TEXT EXCERPT:
=== Section Start ===

= Porson (typeface) =

Greek typeface

Porson is an influential typeface in the Greek alphabet based on the handwriting of the English classicist Richard Porson.

==Creation==
Porson was a classicist with very careful Greek handwriting. His biographer wrote that he "excelled ... in writing with neatness and beauty" and "wrote notes on the margins of books with such studied accuracy that they rivalled print".

The punchcutter Richard Austin was commissioned by the Cambridge University Press to cut a type based on his handwriting, probably from 1806 onwards. It was cast by the Caslon foundry, but it never appeared in their specimens, seemingly as the type was proprietary to Cambridge. It was completed and used only after Porson's death in 1808, seemingly first in 1809 and more in 1810.

==Legacy==
After its first appearance, it was soon copied by other founders. By the end of the 19th century, it has become the predominant Greek type used in Britain, with Victor Scholderer's New Hellenic typeface (favored by Cambridge University Press) the only notable exception. A version was released by Monotype for hot metal typesetting with some changes in 1912.

=== Section End ===

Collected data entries

=== Section Start ===

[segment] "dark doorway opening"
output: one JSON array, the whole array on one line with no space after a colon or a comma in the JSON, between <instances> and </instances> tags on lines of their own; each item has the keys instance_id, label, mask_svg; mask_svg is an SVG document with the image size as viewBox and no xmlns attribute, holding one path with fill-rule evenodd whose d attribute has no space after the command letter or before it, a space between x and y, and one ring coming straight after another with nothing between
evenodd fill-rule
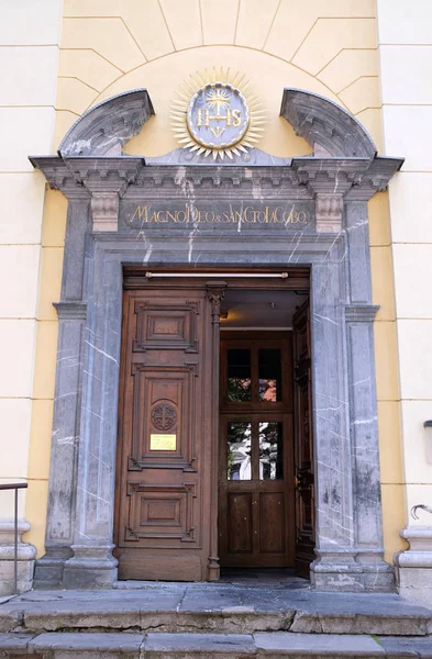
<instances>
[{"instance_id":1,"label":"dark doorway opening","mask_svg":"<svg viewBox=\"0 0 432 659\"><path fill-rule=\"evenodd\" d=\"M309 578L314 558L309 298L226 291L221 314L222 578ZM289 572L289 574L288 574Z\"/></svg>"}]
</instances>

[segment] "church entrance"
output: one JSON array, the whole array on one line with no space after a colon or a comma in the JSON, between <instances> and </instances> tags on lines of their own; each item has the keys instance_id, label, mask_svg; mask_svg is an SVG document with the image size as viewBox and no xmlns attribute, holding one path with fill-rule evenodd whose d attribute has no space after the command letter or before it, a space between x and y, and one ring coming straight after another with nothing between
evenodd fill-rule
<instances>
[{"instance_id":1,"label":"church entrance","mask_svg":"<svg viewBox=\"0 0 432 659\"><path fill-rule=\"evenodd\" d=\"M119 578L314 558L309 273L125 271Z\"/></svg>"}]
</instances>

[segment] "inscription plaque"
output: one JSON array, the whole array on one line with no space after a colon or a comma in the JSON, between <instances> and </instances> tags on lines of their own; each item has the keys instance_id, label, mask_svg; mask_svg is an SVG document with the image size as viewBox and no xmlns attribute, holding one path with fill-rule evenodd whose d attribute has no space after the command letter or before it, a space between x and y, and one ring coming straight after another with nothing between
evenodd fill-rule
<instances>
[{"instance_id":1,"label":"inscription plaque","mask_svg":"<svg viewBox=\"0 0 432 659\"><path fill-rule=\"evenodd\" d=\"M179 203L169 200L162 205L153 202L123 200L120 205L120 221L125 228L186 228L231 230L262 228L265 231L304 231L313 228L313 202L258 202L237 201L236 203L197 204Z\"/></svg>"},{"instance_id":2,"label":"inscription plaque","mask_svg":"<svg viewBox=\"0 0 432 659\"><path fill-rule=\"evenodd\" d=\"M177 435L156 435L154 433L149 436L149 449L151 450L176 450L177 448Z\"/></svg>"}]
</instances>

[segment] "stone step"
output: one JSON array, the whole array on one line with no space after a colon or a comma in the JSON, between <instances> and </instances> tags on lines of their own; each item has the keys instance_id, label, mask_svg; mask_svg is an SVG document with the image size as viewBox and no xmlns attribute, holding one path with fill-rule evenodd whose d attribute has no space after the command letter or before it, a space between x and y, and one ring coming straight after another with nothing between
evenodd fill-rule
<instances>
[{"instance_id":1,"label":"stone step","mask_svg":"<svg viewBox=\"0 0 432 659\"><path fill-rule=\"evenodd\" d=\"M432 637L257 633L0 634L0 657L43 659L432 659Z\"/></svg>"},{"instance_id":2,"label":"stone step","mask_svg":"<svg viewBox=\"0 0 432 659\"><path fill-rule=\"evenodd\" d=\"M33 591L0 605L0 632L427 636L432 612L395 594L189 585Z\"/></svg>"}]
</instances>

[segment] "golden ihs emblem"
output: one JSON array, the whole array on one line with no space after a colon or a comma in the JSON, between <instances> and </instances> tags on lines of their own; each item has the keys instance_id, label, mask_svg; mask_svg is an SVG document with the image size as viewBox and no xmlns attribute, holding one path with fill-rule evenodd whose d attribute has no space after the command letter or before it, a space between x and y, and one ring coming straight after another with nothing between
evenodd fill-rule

=== Section End ===

USING THE INFORMATION:
a: Answer these questions from the text on the Porson typeface, one answer per line:
(i) Which organization commissioned Richard Austin to cut the type?
(ii) Which foundry cast it?
(iii) In what year did Monotype release a version for hot metal typesetting?
b: Copy the part of the text on the Porson typeface that starts with "Greek typeface" and goes on through "more in 1810.".

OUTPUTS BY TASK:
a:
(i) The Cambridge University Press
(ii) The Caslon foundry
(iii) 1912

b:
Greek typeface

Porson is an influential typeface in the Greek alphabet based on the handwriting of the English classicist Richard Porson.

==Creation==
Porson was a classicist with very careful Greek handwriting. His biographer wrote that he "excelled ... in writing with neatness and beauty" and "wrote notes on the margins of books with such studied accuracy that they rivalled print".

The punchcutter Richard Austin was commissioned by the Cambridge University Press to cut a type based on his handwriting, probably from 1806 onwards. It was cast by the Caslon foundry, but it never appeared in their specimens, seemingly as the type was proprietary to Cambridge. It was completed and used only after Porson's death in 1808, seemingly first in 1809 and more in 1810.